(Items from a labeling collection)
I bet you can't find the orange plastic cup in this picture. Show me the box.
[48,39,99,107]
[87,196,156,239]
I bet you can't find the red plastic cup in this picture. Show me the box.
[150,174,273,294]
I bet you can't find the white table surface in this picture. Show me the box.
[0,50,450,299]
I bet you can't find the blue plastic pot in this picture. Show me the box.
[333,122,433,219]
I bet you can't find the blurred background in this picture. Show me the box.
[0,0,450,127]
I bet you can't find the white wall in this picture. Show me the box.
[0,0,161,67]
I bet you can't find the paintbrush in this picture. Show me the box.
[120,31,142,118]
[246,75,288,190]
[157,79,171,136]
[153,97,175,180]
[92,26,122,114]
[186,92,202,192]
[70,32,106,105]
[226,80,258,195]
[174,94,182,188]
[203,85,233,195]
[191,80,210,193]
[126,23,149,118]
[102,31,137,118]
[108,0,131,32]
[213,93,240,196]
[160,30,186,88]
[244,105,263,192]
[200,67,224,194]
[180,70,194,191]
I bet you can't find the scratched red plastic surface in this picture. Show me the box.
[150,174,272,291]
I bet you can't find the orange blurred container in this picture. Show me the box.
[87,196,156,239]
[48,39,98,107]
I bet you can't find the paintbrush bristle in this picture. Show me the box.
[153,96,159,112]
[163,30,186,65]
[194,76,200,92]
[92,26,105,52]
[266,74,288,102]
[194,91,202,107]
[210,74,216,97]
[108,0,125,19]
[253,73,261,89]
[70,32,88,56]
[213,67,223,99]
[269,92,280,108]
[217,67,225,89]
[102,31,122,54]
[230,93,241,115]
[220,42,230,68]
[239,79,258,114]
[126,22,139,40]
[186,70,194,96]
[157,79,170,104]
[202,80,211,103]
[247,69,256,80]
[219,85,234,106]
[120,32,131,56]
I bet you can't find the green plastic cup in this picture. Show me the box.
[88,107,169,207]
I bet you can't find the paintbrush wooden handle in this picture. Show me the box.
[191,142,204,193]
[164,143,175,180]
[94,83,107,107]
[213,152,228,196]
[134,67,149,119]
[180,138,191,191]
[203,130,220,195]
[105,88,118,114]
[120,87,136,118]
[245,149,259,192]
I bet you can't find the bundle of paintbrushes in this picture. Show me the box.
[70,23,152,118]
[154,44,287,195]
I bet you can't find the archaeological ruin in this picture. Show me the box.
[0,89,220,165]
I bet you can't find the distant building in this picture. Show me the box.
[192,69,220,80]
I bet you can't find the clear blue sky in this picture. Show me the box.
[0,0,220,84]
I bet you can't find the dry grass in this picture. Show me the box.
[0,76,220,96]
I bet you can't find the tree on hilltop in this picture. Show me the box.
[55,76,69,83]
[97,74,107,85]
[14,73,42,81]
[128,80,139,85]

#### TASK TO COMPLETE:
Begin at the line in the material that contains "I bet you can't find the green" and stop after the line that contains "[192,69,220,80]". Rename "archaeological ruin" to "ancient ruin" and give those lines again with nothing else changed.

#### WRITTEN ANSWER:
I bet you can't find the green plastic cup in this picture. Show me the box.
[88,107,169,207]
I bet you can't find the paintbrush wooden handle in this picture. Show me the box.
[191,142,204,193]
[164,143,175,180]
[94,83,107,107]
[213,152,228,196]
[134,67,149,119]
[180,138,191,191]
[203,130,220,195]
[105,88,118,114]
[120,87,136,118]
[245,149,259,192]
I bet you can't find the bundle of paintbrushes in this picture. Show me the box.
[70,23,152,118]
[154,44,287,195]
I bet you can't find the ancient ruin in this picture. Show me the box.
[0,89,220,165]
I bet you can't find the distant building in this picture. Show me the box.
[192,69,220,80]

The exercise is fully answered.